• _Work to be completed_
Exactly reproduce each line of the listing that follows.

• _Exercise materials_
········

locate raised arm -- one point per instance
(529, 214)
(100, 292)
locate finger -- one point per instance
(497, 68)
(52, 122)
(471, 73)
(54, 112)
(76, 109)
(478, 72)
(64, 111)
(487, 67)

········

• _Task response_
locate raised arm -- one point per instance
(529, 214)
(100, 292)
locate finger -- one point per instance
(497, 68)
(52, 122)
(471, 73)
(54, 112)
(76, 109)
(478, 72)
(64, 111)
(487, 67)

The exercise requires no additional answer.